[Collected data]
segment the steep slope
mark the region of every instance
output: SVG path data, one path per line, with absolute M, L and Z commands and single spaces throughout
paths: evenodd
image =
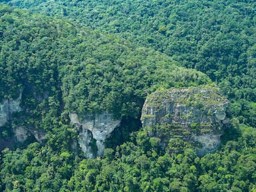
M 220 83 L 231 112 L 256 125 L 255 1 L 7 1 L 164 52 Z
M 197 154 L 202 156 L 220 145 L 229 122 L 228 104 L 215 86 L 161 90 L 147 97 L 141 120 L 150 136 L 161 139 L 163 148 L 172 144 L 170 139 L 182 139 L 195 146 L 199 143 Z
M 78 119 L 105 113 L 113 120 L 139 119 L 147 94 L 160 86 L 210 81 L 201 72 L 176 66 L 163 54 L 111 35 L 4 4 L 0 13 L 0 99 L 15 99 L 22 90 L 22 109 L 6 123 L 14 129 L 25 127 L 40 141 L 59 130 L 63 134 L 55 138 L 58 142 L 72 134 L 77 139 L 79 130 L 70 128 L 69 114 Z

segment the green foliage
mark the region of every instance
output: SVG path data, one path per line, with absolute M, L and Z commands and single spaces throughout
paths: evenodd
M 0 100 L 22 90 L 25 110 L 13 127 L 43 130 L 46 140 L 2 151 L 0 191 L 255 190 L 254 1 L 5 1 L 41 15 L 0 4 Z M 234 117 L 215 154 L 197 157 L 179 134 L 161 140 L 176 134 L 171 125 L 138 131 L 140 123 L 127 122 L 104 157 L 82 159 L 74 149 L 69 112 L 129 121 L 156 90 L 211 81 L 231 100 Z M 12 128 L 1 127 L 1 138 Z

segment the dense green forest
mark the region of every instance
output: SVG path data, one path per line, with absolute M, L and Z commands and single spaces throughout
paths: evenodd
M 46 139 L 2 151 L 0 191 L 256 191 L 254 1 L 4 1 L 0 100 L 22 91 L 24 110 L 0 138 L 25 127 Z M 134 123 L 157 90 L 215 84 L 231 119 L 213 154 L 181 140 L 163 149 Z M 124 123 L 85 159 L 68 114 L 102 112 Z

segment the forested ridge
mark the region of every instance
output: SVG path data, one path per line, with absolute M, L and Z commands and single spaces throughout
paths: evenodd
M 0 99 L 22 91 L 25 109 L 1 127 L 1 138 L 22 126 L 46 139 L 2 151 L 1 191 L 256 191 L 254 1 L 4 2 Z M 156 90 L 215 83 L 231 104 L 213 154 L 199 158 L 178 139 L 163 149 L 132 124 Z M 84 159 L 74 148 L 74 112 L 108 112 L 127 124 L 103 156 Z

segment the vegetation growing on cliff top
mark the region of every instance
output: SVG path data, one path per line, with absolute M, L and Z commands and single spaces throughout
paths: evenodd
M 2 152 L 0 191 L 256 190 L 254 1 L 5 1 L 41 15 L 0 4 L 0 98 L 23 90 L 27 110 L 14 125 L 47 140 Z M 217 152 L 200 159 L 178 138 L 163 151 L 143 130 L 96 159 L 70 147 L 78 133 L 67 111 L 139 117 L 160 86 L 211 81 L 181 66 L 232 100 L 233 128 Z

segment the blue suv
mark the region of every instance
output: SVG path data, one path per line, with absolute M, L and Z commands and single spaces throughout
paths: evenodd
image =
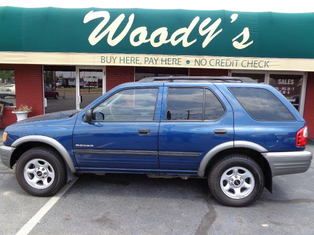
M 221 203 L 257 200 L 272 177 L 306 171 L 307 128 L 272 87 L 249 78 L 150 77 L 121 85 L 81 111 L 7 127 L 2 163 L 36 196 L 75 173 L 207 178 Z

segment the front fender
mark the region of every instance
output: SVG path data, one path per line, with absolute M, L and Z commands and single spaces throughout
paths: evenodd
M 30 141 L 42 142 L 54 147 L 62 157 L 71 172 L 76 172 L 72 159 L 67 150 L 60 142 L 51 137 L 41 135 L 26 136 L 16 140 L 11 146 L 16 148 L 23 143 Z

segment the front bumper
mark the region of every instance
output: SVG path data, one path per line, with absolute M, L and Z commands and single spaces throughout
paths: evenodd
M 6 165 L 9 168 L 11 168 L 10 165 L 10 160 L 12 153 L 15 149 L 15 148 L 6 146 L 2 142 L 0 144 L 0 159 L 3 165 Z
M 309 151 L 263 153 L 267 160 L 272 176 L 302 173 L 308 170 L 312 160 Z

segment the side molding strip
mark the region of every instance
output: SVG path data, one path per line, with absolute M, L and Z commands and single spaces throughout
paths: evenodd
M 72 173 L 75 173 L 76 172 L 75 167 L 74 167 L 74 164 L 73 164 L 73 162 L 70 156 L 70 154 L 69 154 L 69 153 L 65 148 L 63 147 L 63 145 L 54 139 L 45 136 L 26 136 L 18 139 L 12 144 L 11 146 L 16 147 L 22 143 L 32 141 L 43 142 L 54 147 L 61 155 L 71 171 Z
M 156 151 L 109 150 L 98 149 L 75 149 L 75 152 L 80 154 L 109 154 L 114 155 L 152 155 L 157 156 Z
M 234 147 L 251 148 L 260 153 L 265 153 L 268 152 L 267 149 L 264 148 L 262 146 L 261 146 L 260 145 L 253 143 L 253 142 L 250 142 L 249 141 L 236 141 L 234 142 L 233 141 L 229 141 L 228 142 L 221 143 L 210 149 L 210 150 L 209 150 L 205 155 L 205 156 L 204 156 L 204 157 L 203 158 L 202 162 L 201 162 L 201 164 L 200 164 L 200 166 L 198 168 L 198 176 L 200 177 L 204 177 L 204 174 L 205 173 L 206 166 L 207 166 L 207 164 L 211 158 L 222 150 L 224 150 L 227 148 Z

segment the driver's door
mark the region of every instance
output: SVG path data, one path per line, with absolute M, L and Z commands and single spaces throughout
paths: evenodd
M 92 122 L 78 119 L 73 146 L 80 169 L 158 169 L 162 90 L 155 86 L 119 91 L 92 109 Z

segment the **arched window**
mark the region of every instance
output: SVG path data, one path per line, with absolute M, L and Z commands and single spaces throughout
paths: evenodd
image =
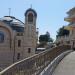
M 21 47 L 21 40 L 18 40 L 18 47 Z
M 29 13 L 28 14 L 28 22 L 29 23 L 32 23 L 33 22 L 33 14 L 32 13 Z
M 0 43 L 4 42 L 4 33 L 0 31 Z

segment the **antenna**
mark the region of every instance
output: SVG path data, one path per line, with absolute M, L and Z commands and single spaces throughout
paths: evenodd
M 11 14 L 11 8 L 9 8 L 9 16 L 10 16 L 10 14 Z

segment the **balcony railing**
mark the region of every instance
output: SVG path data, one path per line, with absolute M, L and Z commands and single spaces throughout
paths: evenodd
M 36 54 L 19 62 L 12 64 L 0 75 L 39 75 L 50 62 L 62 52 L 70 50 L 69 45 L 62 45 Z

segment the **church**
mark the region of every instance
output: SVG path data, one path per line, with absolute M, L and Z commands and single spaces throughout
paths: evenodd
M 0 67 L 5 68 L 35 54 L 37 13 L 29 8 L 24 16 L 24 23 L 13 16 L 0 18 Z

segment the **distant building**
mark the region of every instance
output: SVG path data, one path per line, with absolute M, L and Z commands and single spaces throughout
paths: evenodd
M 0 67 L 35 54 L 36 19 L 37 13 L 32 8 L 25 12 L 25 23 L 13 16 L 0 19 Z
M 73 48 L 75 47 L 75 7 L 70 9 L 68 12 L 68 17 L 64 20 L 69 22 L 66 29 L 70 31 L 68 36 L 61 36 L 56 39 L 56 43 L 59 44 L 69 44 Z

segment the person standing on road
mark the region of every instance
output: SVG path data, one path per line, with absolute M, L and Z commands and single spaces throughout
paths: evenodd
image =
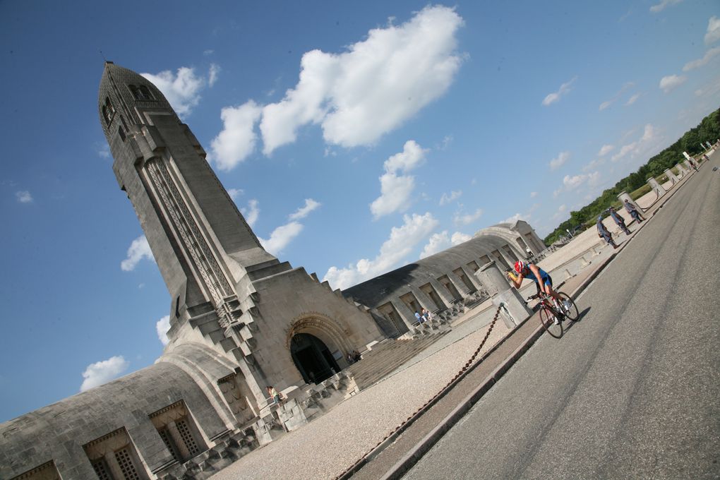
M 635 219 L 635 221 L 639 224 L 642 223 L 642 221 L 645 219 L 640 214 L 640 212 L 637 211 L 637 209 L 635 208 L 635 206 L 630 203 L 627 199 L 625 199 L 625 209 L 627 210 L 630 216 Z
M 624 232 L 625 235 L 630 235 L 630 230 L 628 230 L 628 227 L 625 226 L 625 219 L 621 217 L 620 214 L 616 212 L 615 209 L 613 209 L 612 207 L 608 209 L 608 212 L 610 212 L 610 216 L 613 217 L 613 220 L 615 220 L 615 223 L 618 225 L 618 227 L 620 227 L 620 230 Z
M 610 232 L 603 223 L 603 217 L 598 217 L 598 236 L 604 238 L 608 245 L 613 245 L 613 248 L 617 248 L 617 244 L 613 240 L 613 234 Z

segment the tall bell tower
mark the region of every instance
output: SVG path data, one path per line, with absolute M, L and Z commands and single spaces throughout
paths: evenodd
M 316 381 L 387 335 L 366 309 L 263 248 L 151 82 L 107 62 L 99 108 L 113 171 L 172 299 L 170 343 L 158 361 L 185 368 L 242 422 L 266 406 L 266 384 Z M 207 356 L 233 368 L 231 386 L 204 366 Z

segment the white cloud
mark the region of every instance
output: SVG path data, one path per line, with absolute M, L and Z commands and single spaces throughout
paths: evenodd
M 212 63 L 210 65 L 210 71 L 207 74 L 207 84 L 210 86 L 212 86 L 217 81 L 217 76 L 220 73 L 220 67 L 219 65 L 215 65 Z
M 291 220 L 299 220 L 301 218 L 305 218 L 307 216 L 310 212 L 315 210 L 316 208 L 320 207 L 322 204 L 319 201 L 315 201 L 312 199 L 305 199 L 305 204 L 304 207 L 301 207 L 297 209 L 295 213 L 290 215 Z
M 600 148 L 600 151 L 598 152 L 598 157 L 604 157 L 608 153 L 610 153 L 615 148 L 613 145 L 604 145 Z
M 120 262 L 120 268 L 122 271 L 132 271 L 135 270 L 138 262 L 143 258 L 155 261 L 155 257 L 153 256 L 153 252 L 150 250 L 150 245 L 145 235 L 140 235 L 130 243 L 127 249 L 127 257 Z
M 325 274 L 336 289 L 346 289 L 383 273 L 407 257 L 416 245 L 425 240 L 438 225 L 438 221 L 428 212 L 424 215 L 405 215 L 401 227 L 393 227 L 390 237 L 380 247 L 374 260 L 362 258 L 346 268 L 330 267 Z
M 217 65 L 211 65 L 208 73 L 213 81 L 217 77 Z M 153 82 L 163 92 L 175 112 L 181 116 L 189 115 L 192 109 L 197 107 L 200 102 L 200 92 L 209 83 L 204 77 L 195 75 L 194 68 L 188 67 L 180 67 L 176 74 L 166 70 L 157 74 L 140 75 Z
M 247 208 L 240 209 L 240 212 L 243 214 L 245 221 L 251 227 L 258 221 L 258 217 L 260 215 L 260 207 L 258 207 L 258 201 L 253 199 L 248 201 Z
M 270 234 L 270 238 L 258 238 L 262 244 L 263 248 L 271 253 L 277 255 L 282 252 L 283 249 L 287 246 L 295 237 L 302 231 L 302 225 L 297 222 L 290 222 L 284 225 L 280 225 Z
M 472 236 L 469 235 L 467 233 L 463 233 L 462 232 L 456 232 L 452 234 L 452 237 L 450 237 L 450 242 L 452 243 L 453 245 L 460 245 L 464 242 L 472 240 Z
M 420 258 L 425 258 L 431 255 L 435 255 L 438 252 L 441 252 L 452 246 L 450 242 L 450 237 L 447 230 L 443 230 L 440 233 L 433 233 L 428 239 L 428 243 L 423 248 L 423 251 L 420 253 Z
M 467 215 L 456 214 L 455 217 L 453 218 L 453 221 L 458 225 L 467 225 L 479 219 L 482 215 L 482 209 L 477 209 L 474 213 Z
M 720 40 L 720 19 L 713 15 L 708 22 L 708 32 L 705 34 L 705 44 L 710 45 Z
M 640 94 L 635 94 L 634 95 L 633 95 L 632 96 L 631 96 L 629 99 L 628 99 L 628 101 L 625 102 L 625 105 L 626 106 L 632 105 L 639 98 L 640 98 Z
M 442 196 L 440 197 L 440 204 L 447 205 L 453 200 L 459 198 L 461 195 L 462 195 L 462 190 L 453 190 L 450 192 L 449 195 L 443 194 Z
M 263 109 L 264 152 L 294 142 L 297 129 L 320 124 L 328 143 L 374 143 L 447 90 L 459 68 L 454 9 L 427 6 L 400 26 L 368 32 L 340 54 L 318 50 L 301 60 L 300 81 Z
M 719 30 L 718 32 L 719 34 L 720 34 L 720 30 Z M 687 72 L 690 70 L 693 70 L 695 68 L 698 68 L 700 67 L 704 66 L 710 62 L 710 60 L 713 58 L 713 57 L 715 57 L 718 55 L 720 55 L 720 47 L 715 47 L 714 48 L 711 48 L 710 50 L 708 50 L 707 52 L 705 53 L 705 55 L 703 56 L 702 58 L 699 58 L 698 60 L 693 60 L 691 62 L 688 62 L 687 63 L 685 63 L 685 66 L 683 67 L 683 71 Z
M 155 324 L 155 330 L 158 332 L 158 338 L 163 345 L 168 344 L 170 339 L 168 338 L 168 330 L 170 330 L 170 315 L 166 315 L 158 320 Z
M 211 159 L 220 170 L 229 171 L 255 150 L 255 124 L 262 109 L 250 100 L 240 107 L 226 107 L 220 112 L 222 131 L 210 142 Z
M 91 363 L 83 372 L 84 380 L 80 386 L 80 391 L 85 391 L 117 379 L 127 370 L 129 366 L 130 363 L 122 356 L 115 356 L 107 360 Z
M 641 137 L 639 140 L 621 147 L 620 151 L 613 155 L 611 160 L 613 162 L 617 162 L 628 155 L 629 155 L 631 158 L 634 158 L 649 152 L 653 147 L 656 146 L 661 140 L 662 138 L 658 136 L 655 128 L 652 124 L 647 124 L 645 125 L 642 137 Z
M 676 89 L 688 79 L 688 77 L 678 76 L 677 75 L 668 75 L 660 78 L 660 89 L 666 94 Z
M 228 194 L 230 195 L 230 198 L 233 199 L 235 201 L 238 199 L 238 197 L 245 193 L 245 191 L 242 189 L 228 189 Z
M 18 202 L 21 204 L 32 203 L 32 195 L 31 195 L 30 192 L 27 190 L 16 191 L 15 198 L 17 199 Z
M 562 179 L 562 184 L 564 185 L 565 188 L 568 190 L 574 190 L 584 184 L 587 180 L 588 175 L 585 173 L 581 175 L 575 175 L 573 176 L 566 175 Z
M 577 77 L 575 76 L 572 79 L 570 79 L 570 81 L 565 82 L 564 83 L 561 85 L 559 89 L 557 91 L 552 94 L 549 94 L 542 101 L 542 104 L 544 105 L 545 107 L 547 107 L 548 105 L 554 104 L 558 100 L 559 100 L 561 96 L 570 92 L 570 86 L 572 85 L 573 83 L 575 83 L 576 80 L 577 80 Z
M 407 173 L 417 167 L 425 158 L 426 152 L 415 140 L 408 140 L 401 153 L 385 160 L 385 173 L 379 178 L 380 196 L 370 204 L 374 218 L 408 209 L 415 189 L 415 177 L 398 175 L 398 171 Z
M 560 152 L 555 158 L 550 160 L 550 170 L 557 170 L 562 167 L 570 158 L 570 152 Z
M 661 0 L 660 3 L 650 7 L 650 12 L 654 14 L 657 14 L 659 12 L 665 10 L 665 7 L 670 6 L 670 5 L 675 5 L 675 4 L 679 4 L 683 0 Z

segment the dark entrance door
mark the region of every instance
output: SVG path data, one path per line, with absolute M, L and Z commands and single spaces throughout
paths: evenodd
M 298 333 L 292 338 L 290 354 L 306 383 L 320 383 L 340 371 L 327 345 L 309 333 Z

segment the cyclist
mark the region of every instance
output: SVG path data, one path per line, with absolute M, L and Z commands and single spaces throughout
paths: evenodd
M 552 289 L 552 277 L 546 271 L 534 263 L 526 263 L 522 261 L 518 261 L 515 263 L 515 271 L 518 273 L 517 276 L 513 275 L 512 272 L 508 273 L 508 276 L 513 282 L 513 285 L 515 286 L 515 288 L 519 290 L 520 285 L 523 283 L 523 279 L 529 279 L 535 282 L 535 286 L 538 289 L 538 293 L 542 291 L 552 298 L 555 307 L 559 310 L 562 312 L 570 309 L 570 306 L 567 304 L 567 302 L 563 302 L 560 296 L 557 294 L 557 292 Z M 555 323 L 559 322 L 560 320 L 556 318 Z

▶ **Problem to solve**: Copy the material from its start through the line that contains "M 220 83 L 231", with both ends included. Raise every coordinate in the path data by 100, and leave out the picture.

▶ **Answer to the task**:
segment the steep slope
mark the region of every instance
output: SVG path data, one path per line, with absolute M, L and Z commands and single spaces throughout
paths: evenodd
image =
M 320 183 L 331 212 L 356 225 L 355 101 L 107 101 L 264 152 Z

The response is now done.